(DATA TO EXAMINE begins)

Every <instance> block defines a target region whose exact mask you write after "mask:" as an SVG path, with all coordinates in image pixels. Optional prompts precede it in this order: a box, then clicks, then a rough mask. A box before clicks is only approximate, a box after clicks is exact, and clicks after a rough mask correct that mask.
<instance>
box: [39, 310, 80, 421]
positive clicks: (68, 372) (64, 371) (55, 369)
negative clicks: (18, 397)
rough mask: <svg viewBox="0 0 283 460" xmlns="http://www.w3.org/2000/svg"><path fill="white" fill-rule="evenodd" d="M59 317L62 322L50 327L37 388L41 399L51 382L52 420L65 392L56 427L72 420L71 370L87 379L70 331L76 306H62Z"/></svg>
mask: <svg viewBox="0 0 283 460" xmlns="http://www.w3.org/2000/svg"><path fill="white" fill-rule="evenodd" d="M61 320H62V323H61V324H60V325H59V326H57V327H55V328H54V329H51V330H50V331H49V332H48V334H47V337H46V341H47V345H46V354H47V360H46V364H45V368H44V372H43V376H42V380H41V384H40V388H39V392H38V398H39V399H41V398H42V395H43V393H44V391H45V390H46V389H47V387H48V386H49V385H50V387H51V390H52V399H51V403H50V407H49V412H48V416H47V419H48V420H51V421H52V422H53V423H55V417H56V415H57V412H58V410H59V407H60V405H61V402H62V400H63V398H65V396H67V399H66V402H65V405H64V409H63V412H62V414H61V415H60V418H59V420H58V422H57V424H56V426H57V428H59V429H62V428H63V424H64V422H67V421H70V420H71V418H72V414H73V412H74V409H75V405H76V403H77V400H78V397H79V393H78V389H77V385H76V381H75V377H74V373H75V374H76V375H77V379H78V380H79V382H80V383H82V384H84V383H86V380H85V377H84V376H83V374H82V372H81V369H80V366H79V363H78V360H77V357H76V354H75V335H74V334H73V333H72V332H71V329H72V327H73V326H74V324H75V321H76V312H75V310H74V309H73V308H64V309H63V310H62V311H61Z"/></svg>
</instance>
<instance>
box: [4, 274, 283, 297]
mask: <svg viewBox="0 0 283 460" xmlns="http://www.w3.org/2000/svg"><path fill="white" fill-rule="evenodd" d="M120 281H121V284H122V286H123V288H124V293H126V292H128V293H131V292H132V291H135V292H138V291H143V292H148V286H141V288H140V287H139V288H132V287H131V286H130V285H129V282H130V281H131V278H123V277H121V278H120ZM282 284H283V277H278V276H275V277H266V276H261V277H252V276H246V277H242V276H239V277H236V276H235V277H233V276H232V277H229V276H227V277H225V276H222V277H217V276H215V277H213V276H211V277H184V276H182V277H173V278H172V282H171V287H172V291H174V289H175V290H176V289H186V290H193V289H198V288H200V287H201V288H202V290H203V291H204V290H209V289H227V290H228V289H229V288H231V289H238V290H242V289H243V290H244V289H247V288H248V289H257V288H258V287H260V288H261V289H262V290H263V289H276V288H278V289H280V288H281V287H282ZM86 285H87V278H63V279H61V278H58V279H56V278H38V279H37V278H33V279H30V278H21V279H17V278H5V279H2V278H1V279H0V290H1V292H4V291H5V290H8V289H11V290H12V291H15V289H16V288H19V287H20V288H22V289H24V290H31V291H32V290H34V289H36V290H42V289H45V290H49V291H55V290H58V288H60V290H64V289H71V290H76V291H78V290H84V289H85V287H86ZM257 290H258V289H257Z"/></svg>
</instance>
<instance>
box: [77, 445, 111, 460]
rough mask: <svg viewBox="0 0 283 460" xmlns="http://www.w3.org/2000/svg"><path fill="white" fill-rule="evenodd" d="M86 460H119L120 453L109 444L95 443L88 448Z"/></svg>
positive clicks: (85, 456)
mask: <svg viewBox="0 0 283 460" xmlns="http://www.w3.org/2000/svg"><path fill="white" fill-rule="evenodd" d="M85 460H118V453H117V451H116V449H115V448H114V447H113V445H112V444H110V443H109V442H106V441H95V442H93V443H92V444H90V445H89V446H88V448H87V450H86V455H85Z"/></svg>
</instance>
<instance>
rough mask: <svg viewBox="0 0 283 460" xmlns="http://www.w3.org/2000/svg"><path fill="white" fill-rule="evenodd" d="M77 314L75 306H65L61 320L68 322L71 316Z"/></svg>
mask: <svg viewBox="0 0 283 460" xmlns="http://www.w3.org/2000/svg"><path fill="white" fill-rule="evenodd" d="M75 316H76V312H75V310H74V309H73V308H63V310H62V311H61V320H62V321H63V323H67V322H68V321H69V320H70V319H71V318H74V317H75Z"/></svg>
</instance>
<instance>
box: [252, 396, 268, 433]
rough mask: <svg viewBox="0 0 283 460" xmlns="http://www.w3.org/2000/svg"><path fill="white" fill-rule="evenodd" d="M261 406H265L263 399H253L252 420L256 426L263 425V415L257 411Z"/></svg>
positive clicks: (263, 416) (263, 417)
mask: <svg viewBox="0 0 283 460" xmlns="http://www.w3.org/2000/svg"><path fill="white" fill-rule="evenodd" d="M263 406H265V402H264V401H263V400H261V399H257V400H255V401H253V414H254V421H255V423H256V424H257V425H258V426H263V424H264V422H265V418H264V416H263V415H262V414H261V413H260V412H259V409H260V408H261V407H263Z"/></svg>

(DATA TO EXAMINE ends)

TASK REQUIREMENTS: Please convert every line of the data above into a Markdown table with two columns, Row and Line, numbering the rows and leaving out blank lines.

ANSWER TO THIS TASK:
| Row | Line |
|---|---|
| 1 | Every <instance> block defines a target region whose exact mask you write after "mask:" as an SVG path, with all coordinates in image pixels. Optional prompts precede it in this order: a box, then clicks, then a rough mask. A box before clicks is only approximate, a box after clicks is exact, and clicks after a rough mask correct that mask. |
| 2 | <instance> |
| 3 | box: [39, 310, 80, 421] |
| 4 | positive clicks: (68, 372) (64, 371) (55, 369) |
| 5 | negative clicks: (18, 397) |
| 6 | rough mask: <svg viewBox="0 0 283 460" xmlns="http://www.w3.org/2000/svg"><path fill="white" fill-rule="evenodd" d="M59 317L62 322L50 327L37 388L41 399L51 382L52 420L65 392L56 427L72 420L71 370L87 379L70 331L76 306H62Z"/></svg> |
| 7 | mask: <svg viewBox="0 0 283 460" xmlns="http://www.w3.org/2000/svg"><path fill="white" fill-rule="evenodd" d="M61 320H62V323H61V324H60V325H59V326H57V327H55V328H54V329H51V330H50V331H49V332H48V334H47V337H46V341H47V345H46V354H47V360H46V364H45V368H44V372H43V376H42V380H41V384H40V388H39V392H38V398H39V399H41V398H42V395H43V393H44V391H45V390H46V389H47V387H48V386H49V385H50V387H51V390H52V399H51V403H50V407H49V412H48V416H47V419H48V420H51V421H52V422H53V423H55V417H56V415H57V412H58V410H59V407H60V405H61V402H62V400H63V398H65V396H67V399H66V402H65V405H64V409H63V412H62V414H61V415H60V418H59V420H58V422H57V424H56V426H57V428H59V429H62V428H63V424H64V422H67V421H70V420H71V418H72V414H73V412H74V409H75V405H76V403H77V400H78V397H79V393H78V389H77V385H76V381H75V377H74V373H75V374H76V375H77V379H78V380H79V382H80V383H82V384H84V383H86V380H85V377H84V376H83V374H82V372H81V369H80V366H79V363H78V360H77V357H76V354H75V335H74V334H73V333H72V332H71V329H72V327H73V326H74V324H75V321H76V312H75V310H74V309H73V308H64V309H63V310H62V311H61Z"/></svg> |
| 8 | </instance> |
| 9 | <instance> |
| 10 | box: [4, 274, 283, 297] |
| 11 | mask: <svg viewBox="0 0 283 460" xmlns="http://www.w3.org/2000/svg"><path fill="white" fill-rule="evenodd" d="M120 281H121V284H122V286H123V288H124V293H126V292H128V293H131V292H132V291H135V292H138V291H143V292H148V286H141V288H140V287H139V288H132V287H131V286H130V285H129V282H130V281H131V278H123V277H121V278H120ZM282 284H283V277H278V276H275V277H266V276H261V277H252V276H246V277H242V276H239V277H236V276H235V277H233V276H232V277H229V276H227V277H225V276H222V277H217V276H215V277H213V276H211V277H184V276H182V277H173V278H172V282H171V287H172V291H174V289H175V290H176V289H186V290H193V289H198V288H200V287H201V288H202V290H203V291H204V290H209V289H227V290H228V289H229V288H231V289H238V290H242V289H243V290H244V289H247V288H248V289H257V288H258V287H260V288H261V289H262V290H263V289H276V288H278V289H280V288H281V287H282ZM86 285H87V278H63V279H61V278H58V279H56V278H38V279H37V278H33V279H30V278H21V279H17V278H5V279H2V278H1V279H0V290H1V292H4V291H5V290H8V289H11V290H12V291H15V289H16V288H19V287H20V288H22V289H24V290H31V291H32V290H34V289H36V290H42V289H45V290H49V291H55V290H58V288H60V290H64V289H71V290H76V291H78V290H84V289H85V287H86ZM257 290H258V289H257Z"/></svg> |
| 12 | </instance> |
| 13 | <instance> |
| 14 | box: [77, 445, 111, 460] |
| 15 | rough mask: <svg viewBox="0 0 283 460" xmlns="http://www.w3.org/2000/svg"><path fill="white" fill-rule="evenodd" d="M86 460H119L120 453L109 444L95 443L88 448Z"/></svg> |
| 16 | positive clicks: (85, 456) |
| 17 | mask: <svg viewBox="0 0 283 460" xmlns="http://www.w3.org/2000/svg"><path fill="white" fill-rule="evenodd" d="M85 460H118V453H117V451H116V449H115V448H114V447H113V445H112V444H110V443H109V442H106V441H95V442H93V443H92V444H90V445H89V446H88V448H87V450H86V455H85Z"/></svg> |
| 18 | </instance> |
| 19 | <instance> |
| 20 | rough mask: <svg viewBox="0 0 283 460" xmlns="http://www.w3.org/2000/svg"><path fill="white" fill-rule="evenodd" d="M77 314L75 306H65L61 320L68 322L71 316Z"/></svg> |
| 21 | mask: <svg viewBox="0 0 283 460" xmlns="http://www.w3.org/2000/svg"><path fill="white" fill-rule="evenodd" d="M75 316H76V312H75V310H74V309H73V308H63V310H62V311H61V320H62V321H63V323H67V322H68V321H69V320H70V319H71V318H74V317H75Z"/></svg> |
| 22 | </instance> |
| 23 | <instance> |
| 24 | box: [252, 396, 268, 433] |
| 25 | rough mask: <svg viewBox="0 0 283 460" xmlns="http://www.w3.org/2000/svg"><path fill="white" fill-rule="evenodd" d="M261 406H265L263 399H253L252 420L256 426L263 425V415L257 411Z"/></svg> |
| 26 | positive clicks: (263, 416) (263, 417) |
| 27 | mask: <svg viewBox="0 0 283 460" xmlns="http://www.w3.org/2000/svg"><path fill="white" fill-rule="evenodd" d="M263 406H265V402H264V401H263V400H261V399H257V400H255V401H253V414H254V421H255V423H256V424H257V425H258V426H263V424H264V422H265V418H264V416H263V415H262V414H261V413H260V412H259V409H260V408H261V407H263Z"/></svg> |